Text zur Prüfung |
════
Wie es weitergeht: Es bleibt schwierig. Nicht nur, weil Juncker zur Eile drängt. Sondern auch, weil die Schweizer Gewerkschaften ihr Lob für den Brief wieder relativieren und sagen, dass das Abkommen ihres Erachtens mit Klärungen und Präzisierungen nicht gerettet werden kann: Sie fordern weiterhin Nachverhandlungen und eine Garantie für die flankierenden Massnahmen. Doch von Nachverhandlungen will die EU nichts wissen. Und auch der Bundesrat spricht lediglich von einer juristischen Absicherung des bestehenden Lohnschutz­niveaus. Bleibt die Frage, ob der Bundesrat eine solche Absicherung hervor­zaubern kann, die neben dem Abkommen besteht und die Gewerkschaften überzeugt. Vielleicht muss er dafür gar nicht nach Brüssel: Letzte Woche liess er durchblicken, dass er wieder ins Gespräch gekommen sei mit den Sozialpartnern.

«Schweizer Brexit»
════
Arbeitsauftrag A |
Was fordern die Schweizer Gewerkschaften laut dem Text über das Abkommen mit der EU weiterhin?
Arbeitsauftrag B |
Setze den Text über das Abkommen mit der EU nach der Zwischenüberschrift «Schweizer Brexit» fort.

[Dateneinträge]
════
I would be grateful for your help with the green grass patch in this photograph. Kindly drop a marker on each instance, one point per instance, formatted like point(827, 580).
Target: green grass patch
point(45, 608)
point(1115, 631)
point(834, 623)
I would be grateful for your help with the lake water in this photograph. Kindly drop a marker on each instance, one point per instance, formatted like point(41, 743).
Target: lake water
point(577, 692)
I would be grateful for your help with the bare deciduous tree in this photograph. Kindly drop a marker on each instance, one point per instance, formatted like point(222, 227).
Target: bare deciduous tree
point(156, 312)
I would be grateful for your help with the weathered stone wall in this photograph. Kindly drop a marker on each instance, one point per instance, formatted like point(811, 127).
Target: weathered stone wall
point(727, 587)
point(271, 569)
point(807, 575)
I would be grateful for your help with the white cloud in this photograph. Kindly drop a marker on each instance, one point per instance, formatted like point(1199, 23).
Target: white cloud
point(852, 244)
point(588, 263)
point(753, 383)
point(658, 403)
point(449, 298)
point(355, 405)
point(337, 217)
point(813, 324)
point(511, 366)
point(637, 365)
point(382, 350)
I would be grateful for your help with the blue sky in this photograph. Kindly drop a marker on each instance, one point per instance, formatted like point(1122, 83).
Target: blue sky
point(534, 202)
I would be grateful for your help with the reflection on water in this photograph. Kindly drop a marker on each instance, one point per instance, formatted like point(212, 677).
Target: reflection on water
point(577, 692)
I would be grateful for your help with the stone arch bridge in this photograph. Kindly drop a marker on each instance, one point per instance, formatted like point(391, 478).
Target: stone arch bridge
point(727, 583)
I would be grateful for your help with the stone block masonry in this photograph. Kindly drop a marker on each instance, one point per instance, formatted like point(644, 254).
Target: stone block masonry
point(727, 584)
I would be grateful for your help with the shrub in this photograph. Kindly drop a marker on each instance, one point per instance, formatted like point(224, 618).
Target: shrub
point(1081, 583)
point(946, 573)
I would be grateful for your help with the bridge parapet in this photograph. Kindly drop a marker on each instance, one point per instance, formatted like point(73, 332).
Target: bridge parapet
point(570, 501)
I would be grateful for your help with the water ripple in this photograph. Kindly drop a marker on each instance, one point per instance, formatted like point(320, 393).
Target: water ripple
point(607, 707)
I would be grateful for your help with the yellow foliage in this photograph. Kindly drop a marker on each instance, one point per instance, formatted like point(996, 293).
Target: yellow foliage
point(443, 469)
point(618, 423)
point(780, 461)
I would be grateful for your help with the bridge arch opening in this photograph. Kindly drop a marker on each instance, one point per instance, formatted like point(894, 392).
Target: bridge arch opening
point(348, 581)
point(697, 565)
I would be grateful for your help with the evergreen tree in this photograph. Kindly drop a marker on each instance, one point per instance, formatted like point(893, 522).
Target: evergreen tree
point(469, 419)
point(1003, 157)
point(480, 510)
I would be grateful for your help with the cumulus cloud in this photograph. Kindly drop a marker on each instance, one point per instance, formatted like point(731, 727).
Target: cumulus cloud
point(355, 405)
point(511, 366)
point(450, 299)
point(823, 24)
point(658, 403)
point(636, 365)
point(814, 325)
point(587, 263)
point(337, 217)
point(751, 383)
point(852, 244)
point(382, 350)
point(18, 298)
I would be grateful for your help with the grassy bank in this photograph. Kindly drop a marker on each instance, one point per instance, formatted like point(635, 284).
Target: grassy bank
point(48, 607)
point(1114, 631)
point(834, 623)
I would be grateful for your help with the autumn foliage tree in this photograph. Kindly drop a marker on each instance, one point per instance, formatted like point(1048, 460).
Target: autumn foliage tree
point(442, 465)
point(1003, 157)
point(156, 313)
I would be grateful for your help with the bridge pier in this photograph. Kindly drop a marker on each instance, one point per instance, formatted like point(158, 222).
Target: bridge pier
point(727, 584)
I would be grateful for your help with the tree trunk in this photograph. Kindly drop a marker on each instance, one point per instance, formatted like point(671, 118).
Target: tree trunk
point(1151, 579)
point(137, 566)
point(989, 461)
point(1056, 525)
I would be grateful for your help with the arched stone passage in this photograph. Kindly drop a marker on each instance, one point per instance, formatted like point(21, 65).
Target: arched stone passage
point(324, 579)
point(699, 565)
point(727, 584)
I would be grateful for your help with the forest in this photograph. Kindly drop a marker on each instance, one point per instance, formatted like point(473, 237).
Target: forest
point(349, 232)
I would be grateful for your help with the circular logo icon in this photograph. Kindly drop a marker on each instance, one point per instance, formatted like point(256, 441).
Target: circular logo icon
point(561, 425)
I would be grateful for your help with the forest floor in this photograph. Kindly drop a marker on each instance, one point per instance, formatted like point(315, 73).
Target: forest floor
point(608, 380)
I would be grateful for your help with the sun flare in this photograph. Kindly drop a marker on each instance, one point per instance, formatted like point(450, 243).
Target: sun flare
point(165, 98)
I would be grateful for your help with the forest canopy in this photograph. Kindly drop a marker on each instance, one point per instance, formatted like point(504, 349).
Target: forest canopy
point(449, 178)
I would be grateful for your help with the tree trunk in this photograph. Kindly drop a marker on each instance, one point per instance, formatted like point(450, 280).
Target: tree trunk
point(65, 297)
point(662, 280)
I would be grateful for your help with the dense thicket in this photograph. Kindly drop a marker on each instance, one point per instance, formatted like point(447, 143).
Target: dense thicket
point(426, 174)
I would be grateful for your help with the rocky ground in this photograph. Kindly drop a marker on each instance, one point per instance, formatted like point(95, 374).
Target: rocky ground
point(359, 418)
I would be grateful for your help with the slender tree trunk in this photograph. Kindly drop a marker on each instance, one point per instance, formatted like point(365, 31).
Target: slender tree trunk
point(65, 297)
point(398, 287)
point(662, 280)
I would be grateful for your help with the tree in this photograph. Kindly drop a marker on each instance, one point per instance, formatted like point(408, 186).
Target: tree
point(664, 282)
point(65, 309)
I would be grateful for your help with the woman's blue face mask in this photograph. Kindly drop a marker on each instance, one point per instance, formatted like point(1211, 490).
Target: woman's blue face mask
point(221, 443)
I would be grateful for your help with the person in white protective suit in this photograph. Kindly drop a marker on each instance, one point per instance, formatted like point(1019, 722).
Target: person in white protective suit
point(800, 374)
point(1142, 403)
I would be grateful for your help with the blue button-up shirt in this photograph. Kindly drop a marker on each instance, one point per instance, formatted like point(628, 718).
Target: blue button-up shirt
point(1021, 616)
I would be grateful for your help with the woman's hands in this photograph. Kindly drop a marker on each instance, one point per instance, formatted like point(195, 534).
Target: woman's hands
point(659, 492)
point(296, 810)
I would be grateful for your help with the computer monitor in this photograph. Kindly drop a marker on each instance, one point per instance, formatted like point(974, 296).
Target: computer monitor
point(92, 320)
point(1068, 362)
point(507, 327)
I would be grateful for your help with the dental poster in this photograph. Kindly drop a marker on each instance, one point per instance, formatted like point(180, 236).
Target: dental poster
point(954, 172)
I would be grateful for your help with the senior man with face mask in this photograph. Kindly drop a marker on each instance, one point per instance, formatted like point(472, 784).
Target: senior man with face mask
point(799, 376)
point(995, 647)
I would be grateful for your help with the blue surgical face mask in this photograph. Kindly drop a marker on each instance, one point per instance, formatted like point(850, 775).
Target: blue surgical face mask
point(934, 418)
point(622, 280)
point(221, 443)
════
Erwartete Antwort A |
Nachverhandlungen und eine Garantie für die flankierenden Massnahmen.

Erwartete Antwort B |
Worum es geht: Der Bundesrat lehnt die sogenannte Begrenzungsinitiative der SVP und der Aktion für eine unabhängige und neutrale Schweiz (Auns) ab. Die zuständige Bundes­rätin Karin Keller-Sutter bezeichnet die Initiative als «Schweizer Brexit».

Was Sie wissen müssen: Während bei der letzten SVP-Initiative, der sogenannten Selbstbestimmungs­initiative, noch darüber gestritten wurde, was ihre Folgen wären, sind diese bei der neuen Initiative klar: Das seit 2002 bestehende Abkommen über die Personen­freizügigkeit mit der EU soll gekündigt werden. Wird die Initiative angenommen, hat der Bundesrat genau ein Jahr Zeit, um mit der EU eine Beendigung der Personen­freizügigkeit auszuhandeln, sozusagen einen geordneten «Schweizer Brexit» zu vollziehen. Gelingt es dem Bundesrat nicht, muss er das Abkommen kündigen. Bürgerinnen und Bürger der Schweiz hätten nicht mehr das Recht, ihren Arbeits­platz und ihren Aufenthalts­ort innerhalb der EU-Länder frei zu wählen. Die Initiative gefährde auch viele Arbeits­plätze in der Schweiz, warnte Bundes­rätin Keller-Sutter vor den Medien. Die EU sei der bedeutendste Handelspartner der Eidgenossenschaft.

Wie es weitergeht: Mit der Initiative befasst sich der Nationalrat in der Herbst­session. Zur Abstimmung kommt sie frühestens 2020.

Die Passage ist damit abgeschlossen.